What is asked – Arrange every line of the listing below into a numbered list, and skip the blank lines.

## begin Dataset extract

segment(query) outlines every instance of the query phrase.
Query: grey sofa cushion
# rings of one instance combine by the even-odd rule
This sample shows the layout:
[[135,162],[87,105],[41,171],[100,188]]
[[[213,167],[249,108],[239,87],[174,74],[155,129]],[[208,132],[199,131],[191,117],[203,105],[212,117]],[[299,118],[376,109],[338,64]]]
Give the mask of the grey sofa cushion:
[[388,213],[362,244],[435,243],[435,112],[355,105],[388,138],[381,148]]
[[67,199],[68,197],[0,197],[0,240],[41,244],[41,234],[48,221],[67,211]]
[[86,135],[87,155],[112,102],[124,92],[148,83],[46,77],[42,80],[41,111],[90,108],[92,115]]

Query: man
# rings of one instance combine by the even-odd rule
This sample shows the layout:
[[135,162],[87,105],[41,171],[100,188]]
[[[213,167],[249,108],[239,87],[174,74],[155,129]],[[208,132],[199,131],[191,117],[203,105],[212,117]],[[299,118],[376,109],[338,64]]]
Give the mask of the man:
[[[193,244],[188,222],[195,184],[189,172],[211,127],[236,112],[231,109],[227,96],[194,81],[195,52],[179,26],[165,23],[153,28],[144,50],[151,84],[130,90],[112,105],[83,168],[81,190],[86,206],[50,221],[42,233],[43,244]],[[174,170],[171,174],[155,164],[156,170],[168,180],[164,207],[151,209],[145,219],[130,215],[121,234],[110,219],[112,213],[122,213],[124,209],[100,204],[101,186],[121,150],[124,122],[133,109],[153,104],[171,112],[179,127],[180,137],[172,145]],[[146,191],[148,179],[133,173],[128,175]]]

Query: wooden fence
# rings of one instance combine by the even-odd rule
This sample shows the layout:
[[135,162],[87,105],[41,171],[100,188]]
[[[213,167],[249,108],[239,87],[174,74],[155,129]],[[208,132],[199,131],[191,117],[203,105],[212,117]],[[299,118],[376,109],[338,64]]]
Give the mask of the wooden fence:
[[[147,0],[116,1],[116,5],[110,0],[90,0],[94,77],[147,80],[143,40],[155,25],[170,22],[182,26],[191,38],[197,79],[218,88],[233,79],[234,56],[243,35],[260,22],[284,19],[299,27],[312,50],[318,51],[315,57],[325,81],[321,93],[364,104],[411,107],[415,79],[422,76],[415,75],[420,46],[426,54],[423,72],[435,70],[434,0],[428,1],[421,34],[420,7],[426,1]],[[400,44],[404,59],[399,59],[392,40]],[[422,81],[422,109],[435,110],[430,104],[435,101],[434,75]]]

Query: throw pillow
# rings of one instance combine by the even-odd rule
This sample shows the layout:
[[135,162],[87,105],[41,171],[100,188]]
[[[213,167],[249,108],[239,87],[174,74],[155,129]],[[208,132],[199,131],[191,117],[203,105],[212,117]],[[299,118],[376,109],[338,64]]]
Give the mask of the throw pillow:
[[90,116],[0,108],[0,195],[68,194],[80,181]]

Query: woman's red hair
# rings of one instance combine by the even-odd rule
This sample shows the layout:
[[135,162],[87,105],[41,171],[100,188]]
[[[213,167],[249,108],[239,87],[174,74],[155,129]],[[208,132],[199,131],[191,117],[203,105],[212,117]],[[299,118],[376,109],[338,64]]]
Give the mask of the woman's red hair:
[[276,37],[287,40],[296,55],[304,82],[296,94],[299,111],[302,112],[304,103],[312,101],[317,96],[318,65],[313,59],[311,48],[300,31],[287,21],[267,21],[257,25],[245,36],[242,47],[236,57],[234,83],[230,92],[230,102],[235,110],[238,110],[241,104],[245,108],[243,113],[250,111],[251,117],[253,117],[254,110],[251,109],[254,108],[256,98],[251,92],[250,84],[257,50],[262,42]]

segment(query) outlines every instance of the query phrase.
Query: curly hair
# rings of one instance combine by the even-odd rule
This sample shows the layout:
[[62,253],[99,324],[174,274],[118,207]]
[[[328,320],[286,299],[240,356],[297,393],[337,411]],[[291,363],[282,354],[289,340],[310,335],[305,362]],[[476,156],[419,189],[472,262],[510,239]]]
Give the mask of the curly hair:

## end Dataset extract

Written answer –
1. segment(query) outlines every instance of the query phrase.
2. Query: grey sofa cushion
3. # rings of one instance combine by the even-odd rule
4. This sample shows the layout:
5. [[135,162],[87,105],[41,171],[100,188]]
6. [[[213,167],[249,108],[239,87],[174,74],[155,129]],[[208,132],[199,131],[191,117],[203,105],[212,117]],[[299,118],[376,109],[338,64]]]
7. Give the mask of the grey sofa cushion:
8. [[388,213],[362,244],[435,243],[435,112],[355,105],[388,138],[381,148]]
9. [[67,199],[68,197],[0,197],[0,240],[41,244],[41,234],[48,221],[67,211]]
10. [[86,135],[87,155],[112,102],[124,92],[148,83],[46,77],[42,80],[41,111],[90,108],[92,115]]
11. Query: man
12. # rings of one instance combine by the even-odd rule
13. This sample shows the layout:
14. [[135,162],[87,105],[41,171],[100,188]]
15. [[[213,167],[249,108],[239,87],[174,74],[155,129]],[[208,132],[199,131],[191,117],[203,105],[212,117]],[[299,118],[376,109],[338,64]]]
16. Give the mask of the man:
17. [[[193,244],[188,222],[195,184],[189,172],[211,127],[236,112],[231,109],[227,96],[194,81],[195,52],[179,26],[165,23],[153,28],[144,50],[151,84],[130,90],[112,105],[83,168],[81,190],[86,206],[50,221],[42,233],[43,244]],[[174,170],[171,174],[155,164],[156,170],[168,180],[164,207],[151,209],[145,219],[130,215],[121,234],[110,219],[112,213],[122,213],[124,209],[100,204],[101,186],[121,150],[124,122],[133,109],[153,104],[171,112],[179,127],[180,137],[172,145]],[[146,191],[148,179],[133,173],[128,175]]]
18. Query: wooden fence
19. # rings of one instance combine by the even-odd rule
20. This sample shows the layout:
21. [[135,162],[87,105],[41,171],[100,188]]
22. [[[213,167],[249,108],[239,87],[174,74],[155,129]],[[208,132],[199,131],[191,117],[203,105],[212,117]],[[299,118],[376,109],[338,64]]]
23. Give the mask of the wooden fence:
24. [[[147,0],[116,1],[116,5],[110,0],[90,0],[94,77],[147,80],[143,40],[155,25],[170,22],[182,26],[191,38],[197,79],[218,88],[233,79],[234,56],[243,35],[260,22],[284,19],[299,27],[312,50],[318,51],[315,57],[325,81],[321,93],[364,104],[411,107],[415,79],[422,76],[415,75],[420,46],[426,54],[423,72],[435,70],[434,0],[428,1],[421,34],[420,7],[426,1]],[[400,44],[404,59],[399,59],[392,40]],[[422,81],[422,109],[435,110],[430,104],[435,101],[434,75]]]
25. Query: throw pillow
26. # rings of one instance combine by the even-odd rule
27. This sample shows the layout:
28. [[135,162],[87,105],[41,171],[100,188]]
29. [[[213,167],[249,108],[239,87],[174,74],[155,129]],[[208,132],[199,131],[191,117],[203,105],[212,117]],[[299,118],[376,109],[338,64]]]
30. Give the mask of the throw pillow:
31. [[90,116],[0,108],[0,195],[68,194],[80,181]]
32. Query: woman's red hair
33. # rings of one instance combine by the even-odd rule
34. This sample shows the layout:
35. [[135,162],[87,105],[41,171],[100,188]]
36. [[[213,167],[249,108],[239,87],[174,74],[155,129]],[[208,132],[199,131],[191,117],[203,105],[212,117]],[[299,118],[376,109],[338,64]]]
37. Give the mask of the woman's red hair:
38. [[276,37],[287,40],[296,55],[304,82],[296,94],[299,111],[302,112],[304,103],[312,101],[317,96],[318,65],[313,59],[311,48],[300,31],[287,21],[267,21],[257,25],[245,36],[242,47],[236,57],[234,83],[230,92],[230,102],[235,110],[238,110],[241,104],[245,108],[243,113],[250,111],[251,117],[253,117],[254,110],[251,109],[254,108],[256,98],[251,92],[250,84],[257,50],[262,42]]
39. segment(query) outlines every instance of the query phrase.
40. Query: curly hair
41. # rings of one instance combine by the even-odd rule
42. This sample shows the layout:
43. [[62,253],[99,324],[174,274],[118,207]]
44. [[[328,320],[286,299],[240,356],[297,393],[337,411]],[[291,363],[282,354],[289,340],[310,335],[305,362]],[[476,156],[419,189],[472,262],[510,239]]]
45. Give the mask of the curly hair:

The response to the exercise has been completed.